GIVEN INSTRUCTION -> Copy every line below, multiplying each coordinate in the parenthesized point pairs by 2.4 and rounding to the nearest whole number, with halves rounded up. Keep all other text unchanged and leave out the pictures.

SUPPLIED RECORDS ->
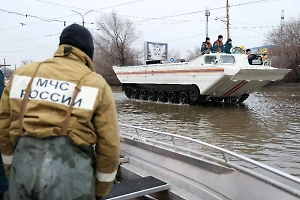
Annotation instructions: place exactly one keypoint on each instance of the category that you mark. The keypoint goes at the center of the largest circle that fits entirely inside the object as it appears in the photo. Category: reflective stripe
(7, 159)
(106, 177)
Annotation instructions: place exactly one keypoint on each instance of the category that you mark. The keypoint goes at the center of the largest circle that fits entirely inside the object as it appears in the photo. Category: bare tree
(115, 45)
(286, 53)
(192, 54)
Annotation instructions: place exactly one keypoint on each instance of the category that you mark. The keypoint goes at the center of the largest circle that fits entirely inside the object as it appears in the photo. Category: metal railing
(221, 150)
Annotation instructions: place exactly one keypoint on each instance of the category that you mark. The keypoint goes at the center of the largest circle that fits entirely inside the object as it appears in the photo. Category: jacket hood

EXERCISE SOLUTION ->
Annotation instructions: place exactly one keypoint on each instance of the category that you mark. The keypoint goes at the center of the largest circle that fits entirely inside the object as it appears in the photo. Category: reflective stripe
(17, 382)
(254, 425)
Annotation instructions: place exactly one keypoint on each instance of the category that you mark. The keypoint goes at the center of the largest circle that fits entirely inside the object as it appears in the photo. Category: bare tree
(276, 108)
(686, 127)
(461, 130)
Annotation instructions: place exactly one keypoint on each instance of the category that you mark. The keypoint goes at the center of the largest circle that fits entirely inside the object as it appears in the photo. Category: metal railing
(530, 360)
Annotation instructions: place exactly one keypoint on each instance of the category that you mark. The keypoint goes at the center of the largest circle that fits entirely inside the object as it appears in the photo. Category: jacket hood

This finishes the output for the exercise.